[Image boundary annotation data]
= = =
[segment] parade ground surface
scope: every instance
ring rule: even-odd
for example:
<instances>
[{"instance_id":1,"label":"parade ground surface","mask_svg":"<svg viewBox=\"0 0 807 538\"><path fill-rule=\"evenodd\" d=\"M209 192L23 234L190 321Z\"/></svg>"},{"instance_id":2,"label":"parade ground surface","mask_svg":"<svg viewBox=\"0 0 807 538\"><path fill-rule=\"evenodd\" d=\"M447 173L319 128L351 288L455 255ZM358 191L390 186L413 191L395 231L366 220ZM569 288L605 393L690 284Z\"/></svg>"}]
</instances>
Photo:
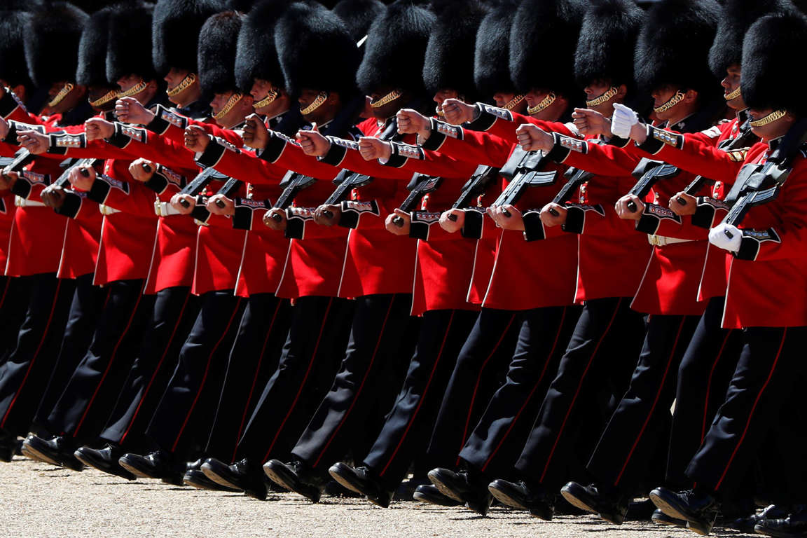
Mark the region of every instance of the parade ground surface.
= = =
### OBJECTIVE
Print all of the rows above verbatim, leaving out the pictures.

### EXERCISE SOLUTION
[segment] parade ground surface
scope: every instance
ring rule: even-odd
for example:
<instances>
[{"instance_id":1,"label":"parade ground surface","mask_svg":"<svg viewBox=\"0 0 807 538\"><path fill-rule=\"evenodd\" d=\"M209 192L23 234L190 321Z\"/></svg>"},{"instance_id":2,"label":"parade ground surface","mask_svg":"<svg viewBox=\"0 0 807 538\"><path fill-rule=\"evenodd\" d=\"M447 173L319 128L351 288L455 255ZM358 191L390 186L413 191L395 231L366 220ZM569 288L605 393L690 284Z\"/></svg>"}]
</instances>
Photo:
Mark the region of every instance of the parade ground surface.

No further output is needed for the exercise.